═════ Eingabedatensätze ═════
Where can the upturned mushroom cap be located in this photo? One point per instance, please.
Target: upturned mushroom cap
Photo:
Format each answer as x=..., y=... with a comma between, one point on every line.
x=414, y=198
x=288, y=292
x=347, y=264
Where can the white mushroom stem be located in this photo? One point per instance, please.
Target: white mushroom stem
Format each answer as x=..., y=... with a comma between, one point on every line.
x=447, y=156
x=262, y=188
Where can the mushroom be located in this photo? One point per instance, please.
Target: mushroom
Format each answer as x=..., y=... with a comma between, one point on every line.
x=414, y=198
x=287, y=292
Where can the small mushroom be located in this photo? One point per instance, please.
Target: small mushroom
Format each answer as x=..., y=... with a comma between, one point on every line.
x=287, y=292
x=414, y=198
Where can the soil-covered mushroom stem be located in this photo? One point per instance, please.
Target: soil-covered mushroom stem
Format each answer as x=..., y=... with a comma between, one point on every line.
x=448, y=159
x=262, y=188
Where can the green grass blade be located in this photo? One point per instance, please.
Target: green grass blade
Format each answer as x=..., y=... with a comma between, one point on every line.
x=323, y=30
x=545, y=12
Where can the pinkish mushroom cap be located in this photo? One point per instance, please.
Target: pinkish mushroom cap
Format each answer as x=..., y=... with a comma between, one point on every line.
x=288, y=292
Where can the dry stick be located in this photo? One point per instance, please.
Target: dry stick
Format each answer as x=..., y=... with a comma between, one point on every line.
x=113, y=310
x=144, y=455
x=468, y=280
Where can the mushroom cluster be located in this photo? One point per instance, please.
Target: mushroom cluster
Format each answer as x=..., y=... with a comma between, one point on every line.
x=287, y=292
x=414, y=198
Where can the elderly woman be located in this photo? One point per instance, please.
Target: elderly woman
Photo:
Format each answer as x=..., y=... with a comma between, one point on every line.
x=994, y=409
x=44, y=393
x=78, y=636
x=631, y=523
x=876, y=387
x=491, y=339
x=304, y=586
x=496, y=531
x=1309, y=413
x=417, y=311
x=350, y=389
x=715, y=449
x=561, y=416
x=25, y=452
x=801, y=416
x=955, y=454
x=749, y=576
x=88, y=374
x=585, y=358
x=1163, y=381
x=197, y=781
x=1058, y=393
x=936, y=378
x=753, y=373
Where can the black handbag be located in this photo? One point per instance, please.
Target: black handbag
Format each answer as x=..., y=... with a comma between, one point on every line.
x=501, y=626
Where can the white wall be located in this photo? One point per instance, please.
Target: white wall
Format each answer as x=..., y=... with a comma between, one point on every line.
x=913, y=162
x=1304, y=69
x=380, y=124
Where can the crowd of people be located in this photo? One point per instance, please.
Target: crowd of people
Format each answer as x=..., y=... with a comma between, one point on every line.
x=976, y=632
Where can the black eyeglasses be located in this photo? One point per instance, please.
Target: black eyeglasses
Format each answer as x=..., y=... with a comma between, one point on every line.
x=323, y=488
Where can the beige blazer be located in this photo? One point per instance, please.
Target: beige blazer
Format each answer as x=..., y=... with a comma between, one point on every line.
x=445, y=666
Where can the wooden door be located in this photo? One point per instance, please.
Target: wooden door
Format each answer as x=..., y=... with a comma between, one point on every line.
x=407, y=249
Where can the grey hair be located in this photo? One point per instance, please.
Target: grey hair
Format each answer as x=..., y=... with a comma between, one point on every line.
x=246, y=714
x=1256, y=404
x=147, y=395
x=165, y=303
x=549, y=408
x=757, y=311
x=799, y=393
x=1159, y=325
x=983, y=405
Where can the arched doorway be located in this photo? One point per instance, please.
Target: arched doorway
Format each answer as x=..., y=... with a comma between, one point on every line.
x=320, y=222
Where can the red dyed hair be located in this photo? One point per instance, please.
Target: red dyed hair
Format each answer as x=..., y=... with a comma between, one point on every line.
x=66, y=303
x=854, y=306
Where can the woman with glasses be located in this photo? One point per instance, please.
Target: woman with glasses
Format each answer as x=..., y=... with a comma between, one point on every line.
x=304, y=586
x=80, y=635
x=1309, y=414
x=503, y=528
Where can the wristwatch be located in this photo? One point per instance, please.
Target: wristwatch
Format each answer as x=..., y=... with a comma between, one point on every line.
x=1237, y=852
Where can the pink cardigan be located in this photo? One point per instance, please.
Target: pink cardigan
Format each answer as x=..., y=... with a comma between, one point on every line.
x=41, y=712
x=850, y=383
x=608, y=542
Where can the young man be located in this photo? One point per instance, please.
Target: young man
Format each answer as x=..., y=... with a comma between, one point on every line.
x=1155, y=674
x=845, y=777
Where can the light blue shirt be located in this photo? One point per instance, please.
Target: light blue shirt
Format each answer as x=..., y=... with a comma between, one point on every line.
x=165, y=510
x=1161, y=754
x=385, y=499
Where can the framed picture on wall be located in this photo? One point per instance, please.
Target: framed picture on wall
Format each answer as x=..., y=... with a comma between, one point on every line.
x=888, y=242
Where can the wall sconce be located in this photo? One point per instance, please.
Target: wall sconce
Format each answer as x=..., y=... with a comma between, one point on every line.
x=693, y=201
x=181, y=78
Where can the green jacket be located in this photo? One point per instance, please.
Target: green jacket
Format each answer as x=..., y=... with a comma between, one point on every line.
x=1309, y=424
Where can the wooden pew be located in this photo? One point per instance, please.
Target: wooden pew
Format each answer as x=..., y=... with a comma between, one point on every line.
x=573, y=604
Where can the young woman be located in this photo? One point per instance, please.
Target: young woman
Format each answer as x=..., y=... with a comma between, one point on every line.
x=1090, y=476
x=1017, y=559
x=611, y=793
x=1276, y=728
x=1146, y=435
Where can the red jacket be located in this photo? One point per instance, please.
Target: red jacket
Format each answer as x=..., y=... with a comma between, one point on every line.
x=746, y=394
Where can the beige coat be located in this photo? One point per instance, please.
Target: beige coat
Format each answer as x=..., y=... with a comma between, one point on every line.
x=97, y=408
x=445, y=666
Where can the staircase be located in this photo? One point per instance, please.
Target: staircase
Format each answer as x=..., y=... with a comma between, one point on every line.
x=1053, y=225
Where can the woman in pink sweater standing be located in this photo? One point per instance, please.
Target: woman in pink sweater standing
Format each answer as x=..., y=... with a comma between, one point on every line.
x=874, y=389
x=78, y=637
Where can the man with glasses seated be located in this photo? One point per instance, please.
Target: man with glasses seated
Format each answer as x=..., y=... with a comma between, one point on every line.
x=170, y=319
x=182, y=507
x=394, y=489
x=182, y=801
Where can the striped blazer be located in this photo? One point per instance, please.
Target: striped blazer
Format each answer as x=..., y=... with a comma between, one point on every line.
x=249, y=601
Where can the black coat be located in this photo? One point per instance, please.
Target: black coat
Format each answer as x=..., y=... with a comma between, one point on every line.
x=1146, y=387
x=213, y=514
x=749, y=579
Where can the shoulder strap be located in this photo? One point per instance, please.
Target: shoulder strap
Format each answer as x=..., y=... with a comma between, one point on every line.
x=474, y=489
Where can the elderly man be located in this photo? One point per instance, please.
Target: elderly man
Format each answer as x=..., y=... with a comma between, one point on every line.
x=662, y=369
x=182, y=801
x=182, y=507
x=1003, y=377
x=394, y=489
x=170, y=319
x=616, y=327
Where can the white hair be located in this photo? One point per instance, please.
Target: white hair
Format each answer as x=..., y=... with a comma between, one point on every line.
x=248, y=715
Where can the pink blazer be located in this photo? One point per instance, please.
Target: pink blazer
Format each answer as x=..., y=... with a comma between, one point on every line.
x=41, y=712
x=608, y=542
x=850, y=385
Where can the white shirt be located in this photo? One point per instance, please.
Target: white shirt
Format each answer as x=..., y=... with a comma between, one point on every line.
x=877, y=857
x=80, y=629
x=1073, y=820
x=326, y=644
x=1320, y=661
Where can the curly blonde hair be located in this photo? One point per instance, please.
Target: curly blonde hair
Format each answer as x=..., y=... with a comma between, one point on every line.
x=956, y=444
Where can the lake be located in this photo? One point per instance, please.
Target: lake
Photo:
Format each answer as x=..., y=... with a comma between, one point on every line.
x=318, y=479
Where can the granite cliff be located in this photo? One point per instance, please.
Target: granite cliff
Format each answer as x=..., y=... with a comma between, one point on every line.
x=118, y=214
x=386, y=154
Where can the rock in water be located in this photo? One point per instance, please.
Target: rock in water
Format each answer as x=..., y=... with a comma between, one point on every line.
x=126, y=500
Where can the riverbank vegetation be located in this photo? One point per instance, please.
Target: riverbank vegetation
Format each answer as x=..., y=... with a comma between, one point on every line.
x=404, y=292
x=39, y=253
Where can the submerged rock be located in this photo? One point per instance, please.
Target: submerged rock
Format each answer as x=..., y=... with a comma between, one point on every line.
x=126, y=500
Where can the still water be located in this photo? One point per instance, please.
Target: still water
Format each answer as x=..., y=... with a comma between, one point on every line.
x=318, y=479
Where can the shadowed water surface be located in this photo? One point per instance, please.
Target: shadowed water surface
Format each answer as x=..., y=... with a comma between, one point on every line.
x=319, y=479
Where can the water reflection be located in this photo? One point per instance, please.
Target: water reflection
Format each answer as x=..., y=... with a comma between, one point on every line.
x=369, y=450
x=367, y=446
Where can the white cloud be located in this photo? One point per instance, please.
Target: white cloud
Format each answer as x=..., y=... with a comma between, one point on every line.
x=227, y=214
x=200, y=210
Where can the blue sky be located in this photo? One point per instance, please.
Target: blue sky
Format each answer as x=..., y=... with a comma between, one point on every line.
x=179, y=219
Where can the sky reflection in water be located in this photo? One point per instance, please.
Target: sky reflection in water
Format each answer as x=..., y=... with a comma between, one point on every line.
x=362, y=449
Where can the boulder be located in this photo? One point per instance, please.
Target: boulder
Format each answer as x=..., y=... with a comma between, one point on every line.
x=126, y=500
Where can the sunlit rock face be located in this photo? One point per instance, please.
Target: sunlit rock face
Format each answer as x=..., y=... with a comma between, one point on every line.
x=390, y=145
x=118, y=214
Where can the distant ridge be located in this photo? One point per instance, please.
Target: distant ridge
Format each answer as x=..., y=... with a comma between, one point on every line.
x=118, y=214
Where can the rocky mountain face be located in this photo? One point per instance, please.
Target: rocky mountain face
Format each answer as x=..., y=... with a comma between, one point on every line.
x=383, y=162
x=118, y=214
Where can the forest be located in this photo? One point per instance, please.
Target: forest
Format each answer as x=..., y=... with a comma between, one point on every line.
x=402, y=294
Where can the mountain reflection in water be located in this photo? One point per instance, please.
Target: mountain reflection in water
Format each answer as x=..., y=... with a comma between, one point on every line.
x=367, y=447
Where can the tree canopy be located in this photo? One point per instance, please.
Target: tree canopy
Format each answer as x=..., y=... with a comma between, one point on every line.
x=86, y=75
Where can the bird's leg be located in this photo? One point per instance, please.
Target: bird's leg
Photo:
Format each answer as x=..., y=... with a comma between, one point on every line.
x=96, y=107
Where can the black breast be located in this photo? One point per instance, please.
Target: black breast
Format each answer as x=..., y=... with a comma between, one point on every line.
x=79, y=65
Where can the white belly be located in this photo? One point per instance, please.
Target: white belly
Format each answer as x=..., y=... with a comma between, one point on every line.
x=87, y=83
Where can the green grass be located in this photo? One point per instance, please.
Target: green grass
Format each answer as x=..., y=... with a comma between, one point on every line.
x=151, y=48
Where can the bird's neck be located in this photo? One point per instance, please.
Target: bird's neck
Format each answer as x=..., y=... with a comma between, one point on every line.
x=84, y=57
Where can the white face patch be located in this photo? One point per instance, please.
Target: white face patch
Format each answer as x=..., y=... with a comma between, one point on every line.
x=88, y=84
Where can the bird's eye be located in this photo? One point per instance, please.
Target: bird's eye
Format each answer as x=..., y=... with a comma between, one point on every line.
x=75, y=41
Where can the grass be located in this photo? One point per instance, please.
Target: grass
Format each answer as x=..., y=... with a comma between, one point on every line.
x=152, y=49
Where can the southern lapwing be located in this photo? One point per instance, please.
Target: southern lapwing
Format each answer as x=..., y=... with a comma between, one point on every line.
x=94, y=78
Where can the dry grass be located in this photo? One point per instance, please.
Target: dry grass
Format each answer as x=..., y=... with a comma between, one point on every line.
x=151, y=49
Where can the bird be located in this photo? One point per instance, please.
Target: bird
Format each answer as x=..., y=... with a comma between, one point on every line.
═════
- Worum es geht -
Kopiere aus den Datensätzen unverändert die Zeilen ab derjenigen, die „Where can the crowd“ enthält. Höre nach der Zeile mit „x=976, y=632“ auf.

- Lösung -
Where can the crowd of people be located in this photo? One point per instance, please.
Target: crowd of people
Format each answer as x=..., y=... with a comma between, one point on every line.
x=976, y=632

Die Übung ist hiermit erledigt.